If you take a look at the inner workings of the Focus 50, you will find proven selected technology. Here, the wheel is not reinvented, but already well-liked fused into a new concept. Let’s first take a look at the speaker’s technical plus side before we turn to the electronics used.

The Focus 50 uses driver material that is predominantly also used in the Contour and Confidence series. For example, the Cerotar fabric tweeter with the in-house Hexis inner dome, which is supposed to optimize the airflow and minimize unwanted resonances. The tweeter then hands off the frequency response to a dedicated midrange driver, which is actually unique to this model within the Focus range. It is a 15 centimeter diameter unit with a powerful neodymium magnet, a fiberglass voice coil former and – typical for Dynaudio – an aluminum voice coil. In the bass range, two Esotec+ woofers with a diameter of 18 centimeters are at work. So all in all, a classic three-way system that does its job without experimentation, but with specially matched materials.

Dynaudio also relies on tried-and-tested amplifier electronics, which are manufactured by Pascal in Copenhagen. A collaboration that has also paid off with Dynaudio’s active Pro series. Three Class D amplifiers are used in each Focus 50: a 110 watt unit for the tweeter, a 280 watt amplifier for the midrange and a 280 watt amplifier for the two parallel basses.


Let’s first check out the Dynaudio Focus 50 with an analog feed. I quickly connected my phono pre to the RCA input of the amplifier module and Chick Corea’s Three Quartets filled my living room. Although my listening room is about 30 square meters and the speakers are placed more than one meter away from the wall, powerful basses (plucked by Eddie Gómez) roll across the floor and Michael Brecker’s tenor saxophone builds up in live quality right in front of my chair. For once, this is a reproduction of real flesh and blood, there is nothing aseptic in the reproduction that high quality playback systems can sometimes exude in their mannered perfection. However, this also means that if you have a listening room of less than 25 square meters and want to place the speakers close to the wall, it’s better to go for one of the two smaller models in the Focus range. Both with analog and digital music, the Focus 50’s suitability for long listening is striking. Neither overdriven highs become a torture during a listening session à la “Best of the 80s”, nor do the brutal attacks of Liegeti’s Bagatelles for Wind Quintet stab unpleasantly sharp into the auditory canal. All in all, the Dynaudio “compact system” has a certain mildness in the high frequency range.

DATASET EXCERPTS:

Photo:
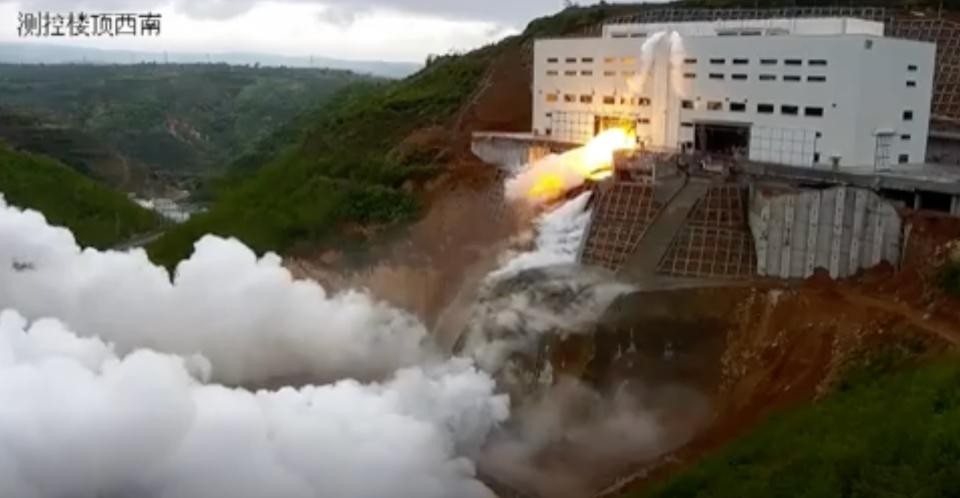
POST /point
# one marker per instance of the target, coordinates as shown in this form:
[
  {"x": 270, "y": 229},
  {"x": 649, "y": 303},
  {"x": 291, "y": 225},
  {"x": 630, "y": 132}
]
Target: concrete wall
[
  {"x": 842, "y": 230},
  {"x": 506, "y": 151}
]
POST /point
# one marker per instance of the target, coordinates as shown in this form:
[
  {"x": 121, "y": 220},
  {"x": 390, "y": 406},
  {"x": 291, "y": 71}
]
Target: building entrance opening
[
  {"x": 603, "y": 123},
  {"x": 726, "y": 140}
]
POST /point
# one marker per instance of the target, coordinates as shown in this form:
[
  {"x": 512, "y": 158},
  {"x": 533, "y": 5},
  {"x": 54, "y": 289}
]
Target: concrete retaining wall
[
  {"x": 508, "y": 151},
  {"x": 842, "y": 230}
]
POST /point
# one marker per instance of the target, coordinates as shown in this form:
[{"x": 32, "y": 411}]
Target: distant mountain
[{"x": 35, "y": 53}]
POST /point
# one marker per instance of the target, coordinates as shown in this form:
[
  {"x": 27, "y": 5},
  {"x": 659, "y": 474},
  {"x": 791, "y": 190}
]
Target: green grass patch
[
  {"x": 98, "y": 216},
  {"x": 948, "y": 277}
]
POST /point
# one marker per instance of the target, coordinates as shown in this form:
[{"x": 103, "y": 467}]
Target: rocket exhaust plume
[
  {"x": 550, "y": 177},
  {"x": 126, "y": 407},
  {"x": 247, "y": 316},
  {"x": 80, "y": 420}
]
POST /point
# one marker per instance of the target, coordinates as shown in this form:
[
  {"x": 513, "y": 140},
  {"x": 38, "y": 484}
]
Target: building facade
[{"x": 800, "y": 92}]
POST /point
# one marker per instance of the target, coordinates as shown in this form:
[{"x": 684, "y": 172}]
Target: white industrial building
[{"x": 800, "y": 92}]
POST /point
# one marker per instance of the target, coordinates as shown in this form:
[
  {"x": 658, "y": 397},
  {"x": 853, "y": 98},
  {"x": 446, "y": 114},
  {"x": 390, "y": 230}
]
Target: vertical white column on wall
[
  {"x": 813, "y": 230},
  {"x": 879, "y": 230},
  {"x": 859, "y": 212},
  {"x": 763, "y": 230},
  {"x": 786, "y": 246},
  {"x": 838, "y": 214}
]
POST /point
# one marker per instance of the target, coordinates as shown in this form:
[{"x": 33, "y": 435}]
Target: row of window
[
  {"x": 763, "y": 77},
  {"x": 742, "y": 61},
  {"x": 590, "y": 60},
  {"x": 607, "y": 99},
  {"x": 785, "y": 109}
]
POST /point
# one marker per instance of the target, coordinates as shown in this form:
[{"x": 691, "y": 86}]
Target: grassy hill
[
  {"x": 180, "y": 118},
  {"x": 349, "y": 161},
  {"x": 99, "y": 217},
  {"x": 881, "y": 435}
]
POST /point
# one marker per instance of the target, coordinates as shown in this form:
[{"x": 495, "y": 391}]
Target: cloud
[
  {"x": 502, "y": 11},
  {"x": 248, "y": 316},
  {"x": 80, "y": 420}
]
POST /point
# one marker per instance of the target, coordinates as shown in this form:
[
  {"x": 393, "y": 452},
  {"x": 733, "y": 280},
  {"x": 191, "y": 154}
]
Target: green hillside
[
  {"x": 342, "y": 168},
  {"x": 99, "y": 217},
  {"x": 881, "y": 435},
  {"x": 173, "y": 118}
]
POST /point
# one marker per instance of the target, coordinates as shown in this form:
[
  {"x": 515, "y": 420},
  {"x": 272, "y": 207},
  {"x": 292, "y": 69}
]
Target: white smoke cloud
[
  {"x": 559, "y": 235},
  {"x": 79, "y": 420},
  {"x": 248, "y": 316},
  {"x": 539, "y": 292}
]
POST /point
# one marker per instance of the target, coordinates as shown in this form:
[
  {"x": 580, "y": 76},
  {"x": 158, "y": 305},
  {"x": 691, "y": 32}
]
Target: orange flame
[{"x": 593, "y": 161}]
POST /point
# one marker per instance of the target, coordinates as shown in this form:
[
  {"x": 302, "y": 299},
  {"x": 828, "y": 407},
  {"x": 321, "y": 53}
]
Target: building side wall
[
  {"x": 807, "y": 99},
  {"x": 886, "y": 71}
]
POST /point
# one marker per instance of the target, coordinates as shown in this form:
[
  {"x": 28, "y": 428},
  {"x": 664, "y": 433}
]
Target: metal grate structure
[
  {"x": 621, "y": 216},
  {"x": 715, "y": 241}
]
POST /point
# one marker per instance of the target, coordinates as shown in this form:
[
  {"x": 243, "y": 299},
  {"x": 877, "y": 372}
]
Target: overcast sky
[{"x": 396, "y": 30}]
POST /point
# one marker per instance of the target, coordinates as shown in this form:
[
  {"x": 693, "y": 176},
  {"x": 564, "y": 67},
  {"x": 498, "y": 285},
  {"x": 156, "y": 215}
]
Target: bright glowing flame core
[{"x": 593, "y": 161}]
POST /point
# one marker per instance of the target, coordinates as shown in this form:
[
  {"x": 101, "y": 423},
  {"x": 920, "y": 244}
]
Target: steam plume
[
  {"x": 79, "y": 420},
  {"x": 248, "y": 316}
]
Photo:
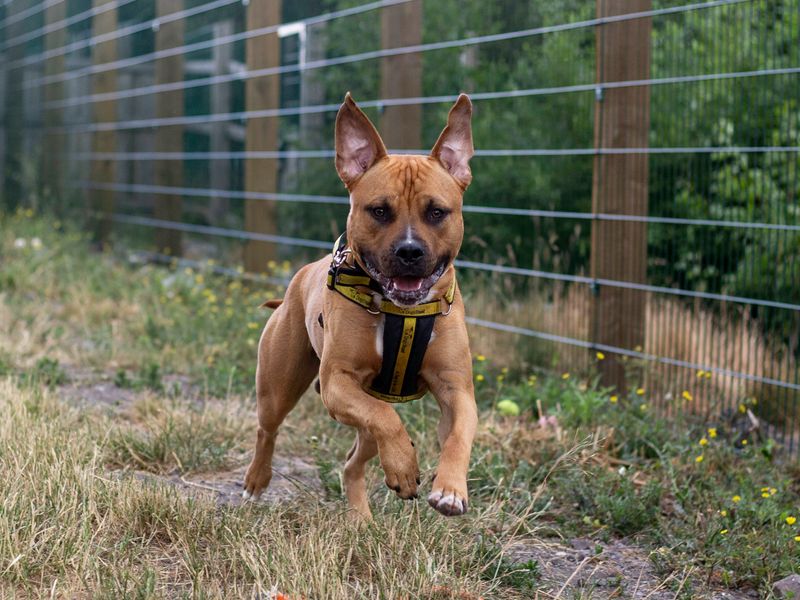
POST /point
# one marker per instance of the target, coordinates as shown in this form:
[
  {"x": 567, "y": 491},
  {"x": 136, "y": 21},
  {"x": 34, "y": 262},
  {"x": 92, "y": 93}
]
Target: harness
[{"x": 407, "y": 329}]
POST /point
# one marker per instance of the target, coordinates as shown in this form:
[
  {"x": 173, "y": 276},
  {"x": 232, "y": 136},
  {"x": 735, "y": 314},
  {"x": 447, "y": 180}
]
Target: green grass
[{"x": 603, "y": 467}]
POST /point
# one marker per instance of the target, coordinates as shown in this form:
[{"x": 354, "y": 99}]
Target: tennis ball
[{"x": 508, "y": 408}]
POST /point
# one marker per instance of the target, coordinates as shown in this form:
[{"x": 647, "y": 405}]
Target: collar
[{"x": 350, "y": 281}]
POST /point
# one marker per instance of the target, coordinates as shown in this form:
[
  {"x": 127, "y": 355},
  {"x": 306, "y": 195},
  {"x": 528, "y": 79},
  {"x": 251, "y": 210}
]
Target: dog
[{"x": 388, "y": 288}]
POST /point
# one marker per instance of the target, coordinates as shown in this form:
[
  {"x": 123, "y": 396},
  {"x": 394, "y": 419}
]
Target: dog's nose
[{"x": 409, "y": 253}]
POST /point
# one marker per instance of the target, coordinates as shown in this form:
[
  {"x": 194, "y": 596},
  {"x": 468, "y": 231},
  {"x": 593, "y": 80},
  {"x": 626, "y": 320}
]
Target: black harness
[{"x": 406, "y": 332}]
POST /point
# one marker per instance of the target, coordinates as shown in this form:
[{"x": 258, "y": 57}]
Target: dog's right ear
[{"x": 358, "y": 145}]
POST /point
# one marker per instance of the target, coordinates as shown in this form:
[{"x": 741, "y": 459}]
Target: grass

TASK REQUIREMENTS: Continue the review of the Dynaudio Focus 50 speakers from its last sentence, picking up after the remark about the mildness in the high frequency range.

TASK RESULT:
However, one can be all the more pleased about the rich, almost majestic basses. Cellos and double basses march inexorably forward in the first movement of Mahler’s Sixth Symphony in Denon’s audiophile reference recording with Eliahu Inbal, so that one almost sinks into the chair with awe. All this takes place on a decidedly wide but not infinitely deep stage. The advantage of this stage geometry is that recordings bloated with artificial reverb, such as most chamber music recordings from ECM in recent years, do not find themselves in an infinite sound nirvana. By the way, the Focus 50s don’t mind if you play with them a bit in terms of distance and angulation. We are all familiar with one or the other mimosa that refuses to engage the sound image when not positioned exactly and stubbornly insists on an adjustment with graph paper. The quite wide sweet spot is extremely pleasant, which also allows uninhibited lounging around in the armchair and communicative listening sessions for two or three on the sofa.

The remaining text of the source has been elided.